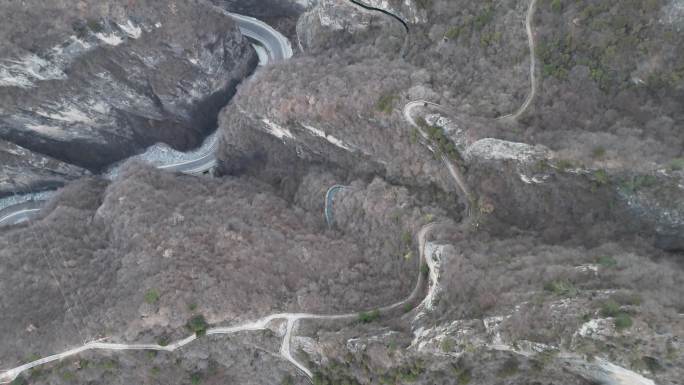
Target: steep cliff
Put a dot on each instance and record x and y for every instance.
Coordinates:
(96, 82)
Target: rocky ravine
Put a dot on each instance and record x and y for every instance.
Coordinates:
(97, 82)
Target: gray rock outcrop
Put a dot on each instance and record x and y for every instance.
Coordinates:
(96, 82)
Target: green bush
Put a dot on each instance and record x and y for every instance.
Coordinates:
(610, 308)
(510, 367)
(198, 325)
(561, 287)
(447, 344)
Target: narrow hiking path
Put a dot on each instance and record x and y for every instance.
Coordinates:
(258, 325)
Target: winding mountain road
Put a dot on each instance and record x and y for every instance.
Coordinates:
(533, 64)
(265, 39)
(258, 325)
(407, 111)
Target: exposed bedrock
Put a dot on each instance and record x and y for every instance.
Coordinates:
(24, 171)
(96, 82)
(524, 186)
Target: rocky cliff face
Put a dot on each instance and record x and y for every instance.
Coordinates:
(24, 171)
(95, 82)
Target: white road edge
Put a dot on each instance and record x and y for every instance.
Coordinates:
(270, 45)
(533, 64)
(261, 324)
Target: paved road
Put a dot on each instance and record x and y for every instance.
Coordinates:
(533, 63)
(264, 323)
(276, 47)
(464, 192)
(19, 213)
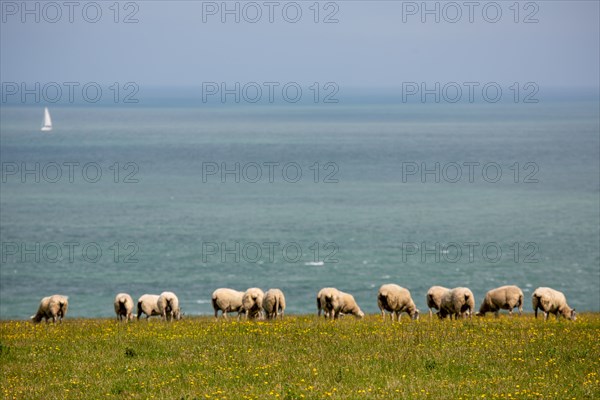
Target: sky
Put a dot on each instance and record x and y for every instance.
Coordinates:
(364, 44)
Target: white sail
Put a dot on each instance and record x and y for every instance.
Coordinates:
(47, 121)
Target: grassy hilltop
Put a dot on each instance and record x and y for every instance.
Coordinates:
(303, 357)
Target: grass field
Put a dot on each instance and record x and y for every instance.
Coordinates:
(303, 357)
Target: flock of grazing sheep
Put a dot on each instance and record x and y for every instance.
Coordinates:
(256, 304)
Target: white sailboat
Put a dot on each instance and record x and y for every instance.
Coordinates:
(47, 121)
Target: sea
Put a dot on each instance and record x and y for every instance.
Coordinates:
(188, 197)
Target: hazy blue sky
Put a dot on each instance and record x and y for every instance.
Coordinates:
(370, 46)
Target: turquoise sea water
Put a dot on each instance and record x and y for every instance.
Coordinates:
(177, 229)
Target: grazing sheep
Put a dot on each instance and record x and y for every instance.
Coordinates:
(324, 301)
(124, 307)
(396, 300)
(335, 302)
(434, 297)
(274, 303)
(227, 300)
(148, 304)
(457, 301)
(252, 302)
(502, 298)
(51, 307)
(168, 306)
(552, 301)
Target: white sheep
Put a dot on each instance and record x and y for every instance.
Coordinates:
(396, 300)
(434, 297)
(124, 307)
(227, 300)
(252, 302)
(552, 301)
(54, 307)
(324, 301)
(148, 304)
(502, 298)
(335, 302)
(168, 306)
(274, 303)
(457, 301)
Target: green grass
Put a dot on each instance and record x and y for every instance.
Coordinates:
(302, 357)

§

• **Work instruction**:
For this exercise, return exactly the lines above from the line with "Target: rocky ravine" through the line with "Target: flock of grazing sheep", both included. Do not copy the pictures.

• **Reply**:
Target: rocky ravine
Put a dot on each instance and record x and y for every instance.
Coordinates:
(97, 82)
Target: gray rock outcrop
Put a dot on each instance and record x and y for every instance.
Coordinates:
(96, 82)
Target: green bush
Put a dot on each instance and record x and y for every instance.
Coordinates:
(610, 308)
(510, 367)
(198, 325)
(561, 287)
(447, 344)
Target: narrow hiking path
Put a dot on each instance and record x and y for every instance.
Coordinates:
(258, 325)
Target: winding mountain road
Put a dot on each instance and record x and y for every instance.
Coordinates:
(533, 64)
(265, 39)
(258, 325)
(407, 111)
Target: exposed bedrock
Put a dot on each instance and record x and y for every instance.
Coordinates:
(24, 171)
(96, 82)
(524, 186)
Target: rocky cliff face
Put a dot on each instance and record x and y for every instance.
Coordinates:
(24, 171)
(95, 82)
Target: white road edge
Put a dot on each instance and record x and y for every instance.
Coordinates:
(270, 45)
(533, 64)
(261, 324)
Target: paved road
Put a dot on each instance and record x and y for every instance.
Coordinates:
(533, 63)
(264, 323)
(276, 47)
(464, 192)
(19, 213)
Target: sky
Put a dot on each instance and record x and y for every instance.
Coordinates:
(364, 44)
Target: white sail
Put a dot on each instance and record x and y for every instance.
Coordinates:
(47, 121)
Target: grassy hilltop
Put a dot on each instance and record x and y for every instance.
Coordinates:
(303, 357)
Target: grass field
Put a dot on each instance and record x and y for every instance.
Coordinates:
(303, 357)
Target: flock of grazing sheep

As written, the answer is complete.